▶ **Task prompt**
Please rewrite only the part of the records that opens with the line containing "Target: woman in white top" and closes with the line containing "x=855, y=111", swapping "marker" for "dot" and leaving everything else unchanged.

▶ **Dataset rows**
━━━━━━━━

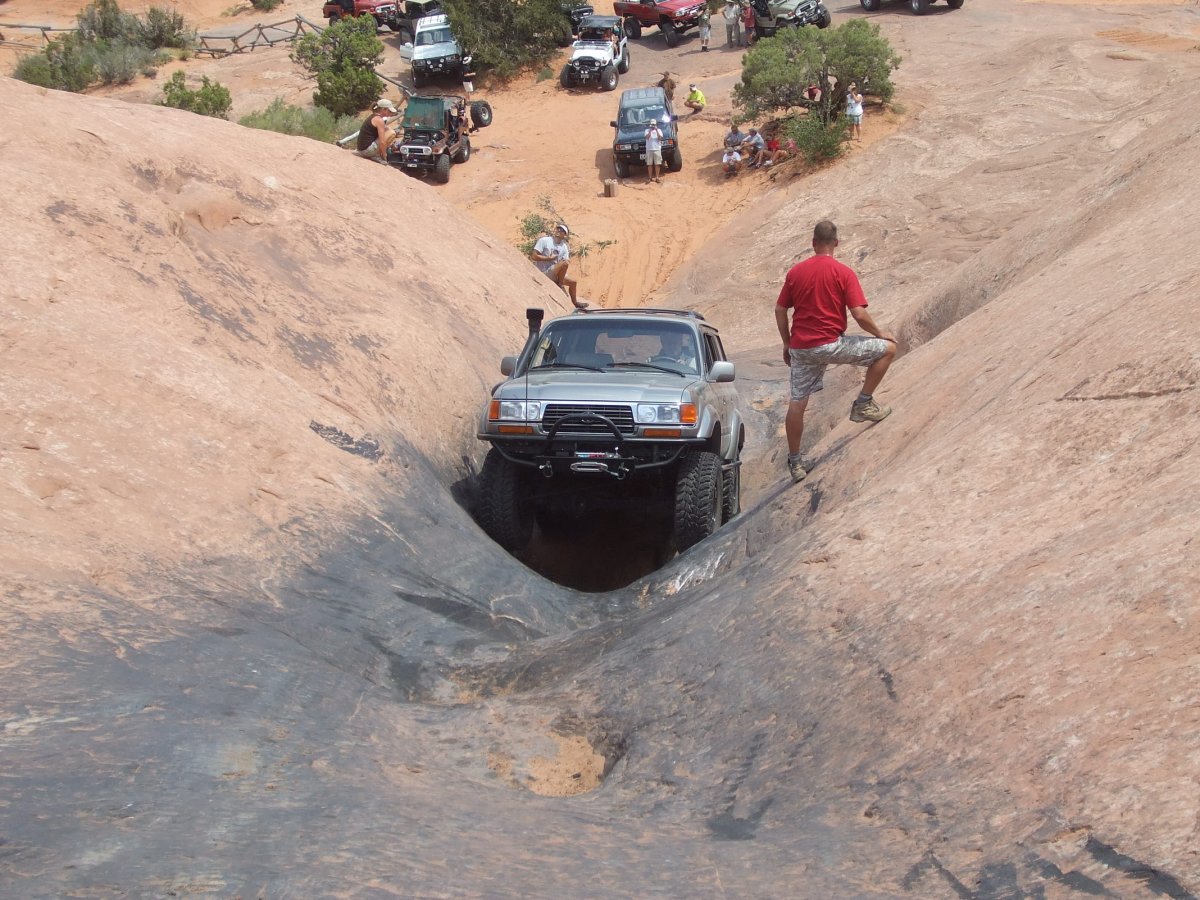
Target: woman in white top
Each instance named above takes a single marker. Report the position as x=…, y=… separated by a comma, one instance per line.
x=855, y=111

━━━━━━━━

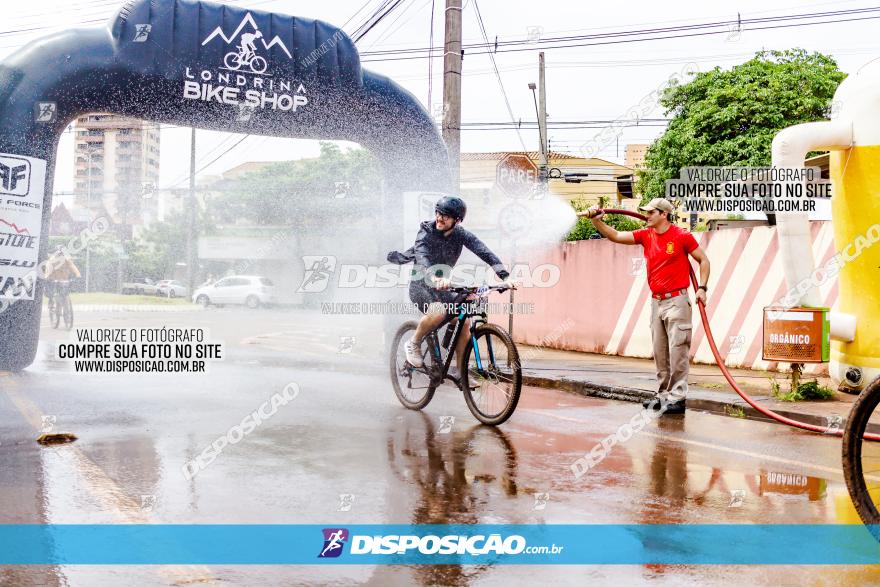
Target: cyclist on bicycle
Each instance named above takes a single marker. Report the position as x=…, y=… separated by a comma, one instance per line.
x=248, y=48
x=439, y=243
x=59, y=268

━━━━━━━━

▶ **Exercise solution**
Target: woman in white top
Each instance named above takes a single dot. Report the position as x=…, y=… separated by a comma, one instance per line.
x=855, y=111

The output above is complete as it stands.